=== Exercise aim ===
In the records below, quote word for word every line from the one containing "Please pin the nettle" through the end of the records, including both of those lines.

=== Location identification items ===

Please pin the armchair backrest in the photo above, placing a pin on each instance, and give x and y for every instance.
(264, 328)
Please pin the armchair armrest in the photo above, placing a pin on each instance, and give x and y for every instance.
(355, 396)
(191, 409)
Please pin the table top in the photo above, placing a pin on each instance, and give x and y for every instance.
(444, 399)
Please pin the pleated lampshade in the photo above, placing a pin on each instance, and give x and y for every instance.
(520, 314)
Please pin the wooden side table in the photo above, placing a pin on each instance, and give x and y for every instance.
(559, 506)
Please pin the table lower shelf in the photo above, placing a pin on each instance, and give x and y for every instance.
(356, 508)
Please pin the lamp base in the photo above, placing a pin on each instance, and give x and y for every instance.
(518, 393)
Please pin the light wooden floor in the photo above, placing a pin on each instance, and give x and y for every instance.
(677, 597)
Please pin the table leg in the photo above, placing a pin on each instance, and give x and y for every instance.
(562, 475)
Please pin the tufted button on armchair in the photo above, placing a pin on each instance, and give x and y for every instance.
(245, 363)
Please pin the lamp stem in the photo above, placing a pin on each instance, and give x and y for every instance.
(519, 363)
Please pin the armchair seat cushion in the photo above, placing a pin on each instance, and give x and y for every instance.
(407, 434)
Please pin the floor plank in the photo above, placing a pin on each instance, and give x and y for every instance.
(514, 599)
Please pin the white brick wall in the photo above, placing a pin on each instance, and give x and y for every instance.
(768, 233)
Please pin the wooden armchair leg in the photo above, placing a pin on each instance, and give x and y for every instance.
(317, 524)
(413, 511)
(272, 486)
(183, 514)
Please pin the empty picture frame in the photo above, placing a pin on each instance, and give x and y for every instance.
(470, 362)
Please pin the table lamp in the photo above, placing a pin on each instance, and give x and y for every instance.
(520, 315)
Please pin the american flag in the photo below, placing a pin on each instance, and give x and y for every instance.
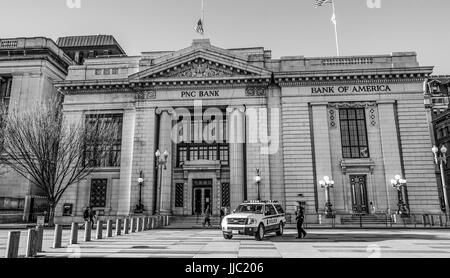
(319, 3)
(199, 28)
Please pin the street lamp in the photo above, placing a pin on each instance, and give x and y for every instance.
(400, 184)
(327, 183)
(258, 182)
(440, 159)
(161, 160)
(140, 206)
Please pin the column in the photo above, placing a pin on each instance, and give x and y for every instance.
(126, 162)
(390, 151)
(164, 191)
(277, 188)
(322, 150)
(236, 139)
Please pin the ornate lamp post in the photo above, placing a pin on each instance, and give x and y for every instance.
(161, 161)
(400, 184)
(327, 183)
(140, 206)
(258, 182)
(440, 159)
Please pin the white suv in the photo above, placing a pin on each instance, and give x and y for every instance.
(254, 218)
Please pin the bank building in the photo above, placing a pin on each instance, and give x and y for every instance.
(217, 118)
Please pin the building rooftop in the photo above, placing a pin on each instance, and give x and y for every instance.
(88, 41)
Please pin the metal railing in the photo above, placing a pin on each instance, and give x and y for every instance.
(379, 220)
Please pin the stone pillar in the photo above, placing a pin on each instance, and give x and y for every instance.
(118, 227)
(277, 188)
(322, 150)
(57, 236)
(12, 245)
(109, 228)
(126, 226)
(164, 191)
(390, 150)
(99, 232)
(126, 160)
(74, 233)
(133, 224)
(31, 243)
(236, 139)
(87, 230)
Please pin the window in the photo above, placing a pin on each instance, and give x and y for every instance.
(225, 194)
(98, 193)
(191, 152)
(179, 195)
(5, 90)
(353, 133)
(112, 158)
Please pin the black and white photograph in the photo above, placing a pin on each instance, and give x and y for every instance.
(243, 132)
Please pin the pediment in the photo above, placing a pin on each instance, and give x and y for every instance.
(204, 63)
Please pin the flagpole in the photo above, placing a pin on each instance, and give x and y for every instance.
(203, 19)
(335, 29)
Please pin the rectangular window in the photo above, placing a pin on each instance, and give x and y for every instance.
(192, 152)
(113, 155)
(353, 133)
(98, 193)
(179, 195)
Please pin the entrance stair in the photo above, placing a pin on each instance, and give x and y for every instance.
(192, 222)
(365, 219)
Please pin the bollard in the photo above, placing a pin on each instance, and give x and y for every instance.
(150, 223)
(31, 243)
(12, 245)
(140, 224)
(40, 238)
(126, 226)
(87, 231)
(99, 232)
(74, 233)
(57, 238)
(109, 228)
(133, 224)
(145, 224)
(118, 227)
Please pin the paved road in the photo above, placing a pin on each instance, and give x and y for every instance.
(209, 243)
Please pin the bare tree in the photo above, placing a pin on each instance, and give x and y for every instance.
(38, 145)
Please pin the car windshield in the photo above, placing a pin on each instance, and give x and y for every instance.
(250, 208)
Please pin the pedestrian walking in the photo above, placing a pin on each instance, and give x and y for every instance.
(207, 217)
(85, 216)
(92, 216)
(300, 218)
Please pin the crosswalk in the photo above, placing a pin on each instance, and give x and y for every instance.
(209, 243)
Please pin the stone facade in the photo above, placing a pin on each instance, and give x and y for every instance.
(287, 113)
(34, 65)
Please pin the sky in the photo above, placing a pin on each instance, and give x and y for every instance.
(287, 27)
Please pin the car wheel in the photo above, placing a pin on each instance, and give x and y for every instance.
(260, 232)
(227, 236)
(280, 229)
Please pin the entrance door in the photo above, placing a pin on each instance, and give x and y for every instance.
(202, 196)
(359, 194)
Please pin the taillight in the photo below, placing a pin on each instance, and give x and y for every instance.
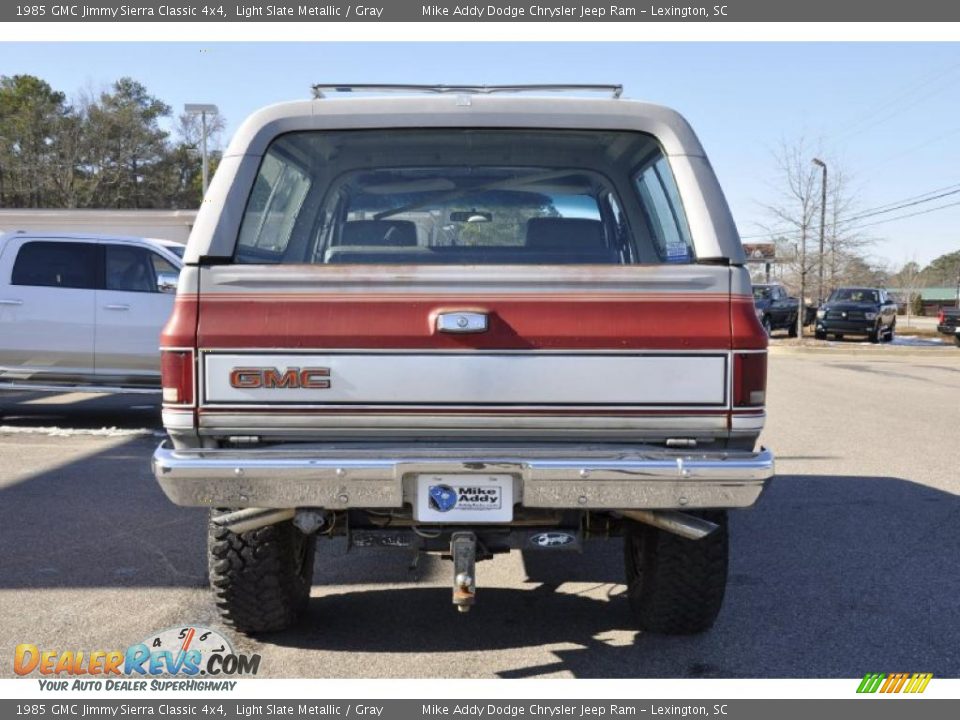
(176, 373)
(749, 379)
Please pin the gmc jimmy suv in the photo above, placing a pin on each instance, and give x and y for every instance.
(465, 320)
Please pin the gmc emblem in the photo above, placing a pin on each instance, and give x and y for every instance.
(270, 378)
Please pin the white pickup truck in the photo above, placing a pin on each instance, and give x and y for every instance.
(464, 321)
(84, 311)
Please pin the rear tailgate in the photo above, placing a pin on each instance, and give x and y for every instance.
(638, 353)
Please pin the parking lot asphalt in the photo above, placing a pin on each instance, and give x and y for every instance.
(848, 564)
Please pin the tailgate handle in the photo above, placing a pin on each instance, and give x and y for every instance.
(462, 322)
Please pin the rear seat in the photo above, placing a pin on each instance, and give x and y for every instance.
(549, 241)
(569, 240)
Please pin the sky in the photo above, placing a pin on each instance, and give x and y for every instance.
(888, 114)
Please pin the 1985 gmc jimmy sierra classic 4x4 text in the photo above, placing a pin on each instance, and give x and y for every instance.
(465, 320)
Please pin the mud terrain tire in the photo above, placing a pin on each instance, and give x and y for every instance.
(261, 578)
(675, 586)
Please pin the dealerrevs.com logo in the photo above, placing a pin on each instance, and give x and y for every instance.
(909, 683)
(181, 652)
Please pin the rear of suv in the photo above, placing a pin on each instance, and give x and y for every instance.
(463, 321)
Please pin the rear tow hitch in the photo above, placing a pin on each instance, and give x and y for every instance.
(463, 551)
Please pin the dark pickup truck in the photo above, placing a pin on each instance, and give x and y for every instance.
(775, 309)
(857, 311)
(948, 323)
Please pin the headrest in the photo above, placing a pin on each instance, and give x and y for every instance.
(565, 234)
(380, 233)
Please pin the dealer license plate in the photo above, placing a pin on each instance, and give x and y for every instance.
(464, 498)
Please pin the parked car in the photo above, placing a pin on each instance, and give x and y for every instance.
(857, 311)
(947, 321)
(83, 311)
(465, 323)
(775, 309)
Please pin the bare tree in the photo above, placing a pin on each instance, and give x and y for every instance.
(908, 280)
(843, 243)
(797, 210)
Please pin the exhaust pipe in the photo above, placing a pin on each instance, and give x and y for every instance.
(682, 524)
(247, 519)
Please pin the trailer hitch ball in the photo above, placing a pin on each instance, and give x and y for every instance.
(463, 550)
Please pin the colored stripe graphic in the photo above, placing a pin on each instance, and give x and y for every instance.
(894, 683)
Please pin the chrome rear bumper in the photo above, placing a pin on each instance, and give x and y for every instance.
(341, 477)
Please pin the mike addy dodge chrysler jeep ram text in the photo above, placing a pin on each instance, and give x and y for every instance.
(465, 322)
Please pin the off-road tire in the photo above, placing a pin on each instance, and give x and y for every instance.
(675, 586)
(261, 578)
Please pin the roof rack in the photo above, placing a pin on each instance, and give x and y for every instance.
(319, 90)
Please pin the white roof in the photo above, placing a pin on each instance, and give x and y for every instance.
(668, 126)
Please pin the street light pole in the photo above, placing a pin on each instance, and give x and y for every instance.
(823, 223)
(202, 109)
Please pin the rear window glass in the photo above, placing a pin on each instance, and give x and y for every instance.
(464, 197)
(56, 264)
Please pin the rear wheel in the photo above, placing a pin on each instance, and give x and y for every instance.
(675, 586)
(261, 578)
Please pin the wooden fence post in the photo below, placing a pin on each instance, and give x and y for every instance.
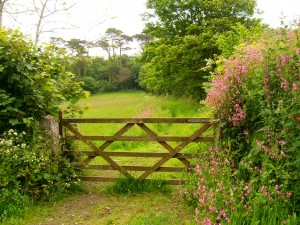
(61, 131)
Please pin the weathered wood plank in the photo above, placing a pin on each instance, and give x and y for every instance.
(141, 138)
(177, 149)
(132, 168)
(112, 179)
(134, 154)
(98, 151)
(136, 120)
(163, 143)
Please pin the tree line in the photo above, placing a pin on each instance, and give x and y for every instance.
(178, 39)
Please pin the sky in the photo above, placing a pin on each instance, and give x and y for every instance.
(89, 19)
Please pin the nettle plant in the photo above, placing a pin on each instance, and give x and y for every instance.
(30, 172)
(34, 80)
(256, 96)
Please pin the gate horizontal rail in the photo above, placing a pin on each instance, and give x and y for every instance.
(67, 124)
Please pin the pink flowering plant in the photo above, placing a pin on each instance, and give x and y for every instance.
(252, 177)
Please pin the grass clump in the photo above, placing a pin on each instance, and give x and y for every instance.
(134, 186)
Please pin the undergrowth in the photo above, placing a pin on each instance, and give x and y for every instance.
(135, 186)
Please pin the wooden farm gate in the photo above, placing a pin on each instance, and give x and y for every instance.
(69, 131)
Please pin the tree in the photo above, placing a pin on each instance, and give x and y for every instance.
(40, 11)
(143, 39)
(184, 35)
(33, 80)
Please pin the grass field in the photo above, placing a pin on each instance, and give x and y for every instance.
(102, 207)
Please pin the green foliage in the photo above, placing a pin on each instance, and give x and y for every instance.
(29, 172)
(185, 35)
(154, 220)
(33, 80)
(255, 95)
(131, 185)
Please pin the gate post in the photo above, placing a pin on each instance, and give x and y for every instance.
(61, 131)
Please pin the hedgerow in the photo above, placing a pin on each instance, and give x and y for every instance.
(253, 175)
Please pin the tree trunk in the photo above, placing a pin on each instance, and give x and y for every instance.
(2, 2)
(38, 26)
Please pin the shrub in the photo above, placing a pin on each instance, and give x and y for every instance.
(29, 172)
(33, 80)
(255, 94)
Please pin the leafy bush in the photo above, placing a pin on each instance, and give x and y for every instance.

=== Task answer ===
Please pin the nettle plant in the photo above, placing a pin on each instance, and give x and y for every instance.
(30, 172)
(34, 80)
(256, 96)
Please pin the gate horizontal rail in the photo above, placing a pin on each instance, and give x and y for every instance.
(67, 124)
Please pin the pink flowering plant in the photo above, placing a pin on each instance, and give x and y for every instance.
(252, 177)
Please pin the grass clump in the photo above, placing a pin on each instance, and give x and y for every instance.
(134, 186)
Please pin the undergrowth in the photo above, placing a pin on each instance, and give x and y for every instance.
(135, 186)
Please pin the wooden farm gate in the photo above, placing a pin on each instance, and give x and y for every instance.
(69, 131)
Please pin the tree in the photo above, placing a pin on each instance, and give x and y for every instance.
(40, 11)
(143, 39)
(184, 35)
(33, 80)
Please pin the grass field in the photo above, placing a pin on each instance, and give x and y for every instance.
(102, 207)
Please pin the green foliage in the photo above, placing a pin on each instance, and give x and y for every instance.
(29, 172)
(185, 35)
(154, 220)
(33, 80)
(255, 95)
(131, 185)
Please pin the gate post in the photo above, placing a pin on each instance, and give x and y for every instance.
(61, 131)
Please pin the hedgerow in the photo above, placing a pin on each instance, and give x and y for every instance.
(253, 175)
Please pin the tree trunk in the photo above, placing a pin on each instance, and give x and y for every instance.
(2, 2)
(38, 26)
Please pin the shrub in the photo above, placing a pin on each instance, and give x and y for every instance.
(29, 172)
(33, 80)
(255, 94)
Please pin the leafy bush in the photo above, placing a pin on each instance, and give x and y for every instance.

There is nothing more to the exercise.